### Aim of the exercise
Copy the records below from the line containing "Return one point per instance of the name" down to the very end, reproducing every line unchanged.

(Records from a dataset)
◇ ◇ ◇ ◇

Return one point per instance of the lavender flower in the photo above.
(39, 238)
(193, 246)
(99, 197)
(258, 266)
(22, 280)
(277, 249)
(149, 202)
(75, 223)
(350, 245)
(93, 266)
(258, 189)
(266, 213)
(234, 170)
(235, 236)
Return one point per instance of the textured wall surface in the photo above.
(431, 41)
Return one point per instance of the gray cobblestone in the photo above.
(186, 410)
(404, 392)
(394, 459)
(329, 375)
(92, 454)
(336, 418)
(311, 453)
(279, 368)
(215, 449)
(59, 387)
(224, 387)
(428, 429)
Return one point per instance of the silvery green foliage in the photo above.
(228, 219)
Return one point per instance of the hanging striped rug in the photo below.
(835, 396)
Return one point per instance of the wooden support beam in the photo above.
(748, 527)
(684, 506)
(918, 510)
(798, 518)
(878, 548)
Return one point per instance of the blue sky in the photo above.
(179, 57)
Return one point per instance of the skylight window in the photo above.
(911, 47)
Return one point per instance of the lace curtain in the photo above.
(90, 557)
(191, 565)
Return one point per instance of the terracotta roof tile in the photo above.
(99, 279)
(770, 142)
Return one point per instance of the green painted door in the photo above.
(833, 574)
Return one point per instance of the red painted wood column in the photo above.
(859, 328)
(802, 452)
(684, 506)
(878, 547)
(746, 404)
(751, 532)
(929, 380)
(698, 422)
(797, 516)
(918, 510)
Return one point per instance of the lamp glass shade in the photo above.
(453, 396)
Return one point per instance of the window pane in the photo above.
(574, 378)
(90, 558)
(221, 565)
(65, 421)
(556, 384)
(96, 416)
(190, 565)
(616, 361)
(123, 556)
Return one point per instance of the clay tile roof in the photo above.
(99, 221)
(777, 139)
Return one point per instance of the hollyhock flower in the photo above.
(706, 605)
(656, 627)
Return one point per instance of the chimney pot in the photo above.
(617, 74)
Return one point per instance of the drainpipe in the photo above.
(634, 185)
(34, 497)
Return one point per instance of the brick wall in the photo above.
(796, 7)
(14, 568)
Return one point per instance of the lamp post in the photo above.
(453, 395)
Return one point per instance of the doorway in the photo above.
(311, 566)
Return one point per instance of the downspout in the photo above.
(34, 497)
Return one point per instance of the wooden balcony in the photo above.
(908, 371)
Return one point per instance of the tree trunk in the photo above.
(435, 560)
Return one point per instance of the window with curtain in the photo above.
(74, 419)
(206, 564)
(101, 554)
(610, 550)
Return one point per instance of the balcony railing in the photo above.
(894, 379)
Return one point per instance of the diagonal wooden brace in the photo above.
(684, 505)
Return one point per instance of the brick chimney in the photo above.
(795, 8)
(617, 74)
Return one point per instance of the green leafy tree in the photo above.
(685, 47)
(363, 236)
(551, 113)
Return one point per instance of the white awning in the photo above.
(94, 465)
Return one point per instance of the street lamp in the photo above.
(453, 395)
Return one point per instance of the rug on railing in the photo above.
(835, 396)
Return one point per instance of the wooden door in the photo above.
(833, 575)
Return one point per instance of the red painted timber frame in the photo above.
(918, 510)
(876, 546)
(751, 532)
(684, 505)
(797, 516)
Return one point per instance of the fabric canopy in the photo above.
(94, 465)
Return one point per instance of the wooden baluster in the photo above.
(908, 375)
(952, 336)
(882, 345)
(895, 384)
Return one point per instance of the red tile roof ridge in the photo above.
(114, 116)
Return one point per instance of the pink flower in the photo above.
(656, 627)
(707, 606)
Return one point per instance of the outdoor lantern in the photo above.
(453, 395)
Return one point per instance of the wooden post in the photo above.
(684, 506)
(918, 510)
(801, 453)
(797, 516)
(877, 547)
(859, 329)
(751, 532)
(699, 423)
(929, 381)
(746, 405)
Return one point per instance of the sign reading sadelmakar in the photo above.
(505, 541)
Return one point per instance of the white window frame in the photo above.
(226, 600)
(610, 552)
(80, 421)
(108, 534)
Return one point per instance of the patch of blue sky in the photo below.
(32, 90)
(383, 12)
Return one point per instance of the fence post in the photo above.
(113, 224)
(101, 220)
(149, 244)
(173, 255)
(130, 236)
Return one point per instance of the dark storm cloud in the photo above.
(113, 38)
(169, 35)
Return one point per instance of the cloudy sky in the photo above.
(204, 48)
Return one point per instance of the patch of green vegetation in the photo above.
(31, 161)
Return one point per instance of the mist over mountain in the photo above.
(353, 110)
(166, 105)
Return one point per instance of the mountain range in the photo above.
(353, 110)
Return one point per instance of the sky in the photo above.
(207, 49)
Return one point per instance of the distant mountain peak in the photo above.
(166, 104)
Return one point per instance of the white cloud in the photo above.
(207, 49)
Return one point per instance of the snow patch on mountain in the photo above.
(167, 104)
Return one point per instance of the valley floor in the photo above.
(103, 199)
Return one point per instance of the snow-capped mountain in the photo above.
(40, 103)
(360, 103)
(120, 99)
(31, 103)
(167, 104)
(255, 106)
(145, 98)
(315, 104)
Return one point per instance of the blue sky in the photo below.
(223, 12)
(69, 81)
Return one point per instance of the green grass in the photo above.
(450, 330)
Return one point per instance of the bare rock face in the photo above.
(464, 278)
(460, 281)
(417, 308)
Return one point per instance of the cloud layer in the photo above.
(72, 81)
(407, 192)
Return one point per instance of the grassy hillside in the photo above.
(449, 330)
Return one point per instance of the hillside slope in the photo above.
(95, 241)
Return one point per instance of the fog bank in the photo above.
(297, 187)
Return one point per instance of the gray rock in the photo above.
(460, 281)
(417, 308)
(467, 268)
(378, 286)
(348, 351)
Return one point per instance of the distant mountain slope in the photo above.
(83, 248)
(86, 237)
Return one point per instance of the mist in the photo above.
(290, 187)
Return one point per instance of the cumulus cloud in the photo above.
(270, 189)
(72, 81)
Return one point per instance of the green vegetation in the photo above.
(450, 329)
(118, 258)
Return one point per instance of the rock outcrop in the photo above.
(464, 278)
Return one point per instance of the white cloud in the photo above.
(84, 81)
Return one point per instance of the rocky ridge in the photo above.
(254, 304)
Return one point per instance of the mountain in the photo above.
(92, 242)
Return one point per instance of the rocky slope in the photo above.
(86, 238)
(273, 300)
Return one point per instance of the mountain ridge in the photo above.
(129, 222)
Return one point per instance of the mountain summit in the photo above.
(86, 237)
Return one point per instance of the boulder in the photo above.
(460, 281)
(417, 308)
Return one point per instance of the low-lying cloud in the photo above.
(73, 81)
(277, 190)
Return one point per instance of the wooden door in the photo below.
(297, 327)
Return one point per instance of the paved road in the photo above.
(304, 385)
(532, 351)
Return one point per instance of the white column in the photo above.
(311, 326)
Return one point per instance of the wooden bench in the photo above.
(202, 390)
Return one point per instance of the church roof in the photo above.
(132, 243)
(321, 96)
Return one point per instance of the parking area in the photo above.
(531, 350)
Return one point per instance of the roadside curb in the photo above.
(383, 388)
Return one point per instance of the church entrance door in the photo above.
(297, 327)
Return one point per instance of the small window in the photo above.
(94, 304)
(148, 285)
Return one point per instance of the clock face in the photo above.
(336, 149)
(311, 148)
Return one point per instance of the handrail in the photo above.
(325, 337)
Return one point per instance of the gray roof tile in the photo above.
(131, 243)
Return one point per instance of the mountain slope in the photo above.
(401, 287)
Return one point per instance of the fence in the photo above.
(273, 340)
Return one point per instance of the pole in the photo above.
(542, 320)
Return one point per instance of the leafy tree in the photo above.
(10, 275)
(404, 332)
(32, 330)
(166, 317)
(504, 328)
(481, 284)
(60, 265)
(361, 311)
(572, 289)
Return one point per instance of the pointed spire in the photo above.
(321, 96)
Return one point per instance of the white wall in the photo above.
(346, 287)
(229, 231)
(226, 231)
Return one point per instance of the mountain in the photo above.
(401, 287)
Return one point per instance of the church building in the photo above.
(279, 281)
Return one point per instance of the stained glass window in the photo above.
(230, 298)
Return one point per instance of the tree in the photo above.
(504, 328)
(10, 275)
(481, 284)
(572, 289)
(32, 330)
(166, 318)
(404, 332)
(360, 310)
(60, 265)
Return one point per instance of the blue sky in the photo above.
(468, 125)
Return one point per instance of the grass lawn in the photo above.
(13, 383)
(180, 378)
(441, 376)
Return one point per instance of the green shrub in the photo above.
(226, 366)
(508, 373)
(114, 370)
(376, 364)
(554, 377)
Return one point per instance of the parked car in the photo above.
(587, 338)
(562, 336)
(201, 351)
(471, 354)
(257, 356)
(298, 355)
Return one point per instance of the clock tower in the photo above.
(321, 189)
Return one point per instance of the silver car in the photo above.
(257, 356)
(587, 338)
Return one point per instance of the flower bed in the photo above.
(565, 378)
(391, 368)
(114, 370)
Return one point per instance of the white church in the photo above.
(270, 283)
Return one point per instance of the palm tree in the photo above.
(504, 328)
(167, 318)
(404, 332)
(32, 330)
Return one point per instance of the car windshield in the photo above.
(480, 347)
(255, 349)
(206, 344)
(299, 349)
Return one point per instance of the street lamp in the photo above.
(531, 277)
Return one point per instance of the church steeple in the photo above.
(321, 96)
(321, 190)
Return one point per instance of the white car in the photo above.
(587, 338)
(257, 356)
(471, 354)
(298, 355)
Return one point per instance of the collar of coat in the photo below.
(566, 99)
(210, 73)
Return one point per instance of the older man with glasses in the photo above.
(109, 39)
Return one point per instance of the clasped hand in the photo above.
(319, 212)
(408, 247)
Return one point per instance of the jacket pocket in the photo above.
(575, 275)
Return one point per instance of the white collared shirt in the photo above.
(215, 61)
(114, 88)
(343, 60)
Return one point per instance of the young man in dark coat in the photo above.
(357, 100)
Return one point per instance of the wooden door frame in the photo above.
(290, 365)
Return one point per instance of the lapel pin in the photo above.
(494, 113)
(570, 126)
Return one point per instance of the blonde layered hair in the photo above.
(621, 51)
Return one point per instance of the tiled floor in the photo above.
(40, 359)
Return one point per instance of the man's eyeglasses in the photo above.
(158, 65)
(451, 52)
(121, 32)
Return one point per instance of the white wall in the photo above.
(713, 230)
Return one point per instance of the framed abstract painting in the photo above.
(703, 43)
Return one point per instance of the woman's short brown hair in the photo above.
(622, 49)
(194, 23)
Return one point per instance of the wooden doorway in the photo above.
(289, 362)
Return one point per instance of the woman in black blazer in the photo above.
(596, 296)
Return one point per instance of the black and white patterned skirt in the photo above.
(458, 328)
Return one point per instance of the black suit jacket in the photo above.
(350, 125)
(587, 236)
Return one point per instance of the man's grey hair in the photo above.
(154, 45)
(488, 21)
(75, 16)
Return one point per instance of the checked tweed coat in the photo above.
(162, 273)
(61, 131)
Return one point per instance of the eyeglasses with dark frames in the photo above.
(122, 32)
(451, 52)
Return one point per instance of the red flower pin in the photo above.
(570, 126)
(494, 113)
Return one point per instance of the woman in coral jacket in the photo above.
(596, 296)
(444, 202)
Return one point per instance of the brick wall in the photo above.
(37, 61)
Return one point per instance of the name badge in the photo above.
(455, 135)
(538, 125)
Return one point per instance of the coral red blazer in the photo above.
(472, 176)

◇ ◇ ◇ ◇

### The solution
Return one point per instance of the name badge in the photo above.
(455, 135)
(538, 125)
Return one point per instance of the coral red blazer in the photo above.
(472, 176)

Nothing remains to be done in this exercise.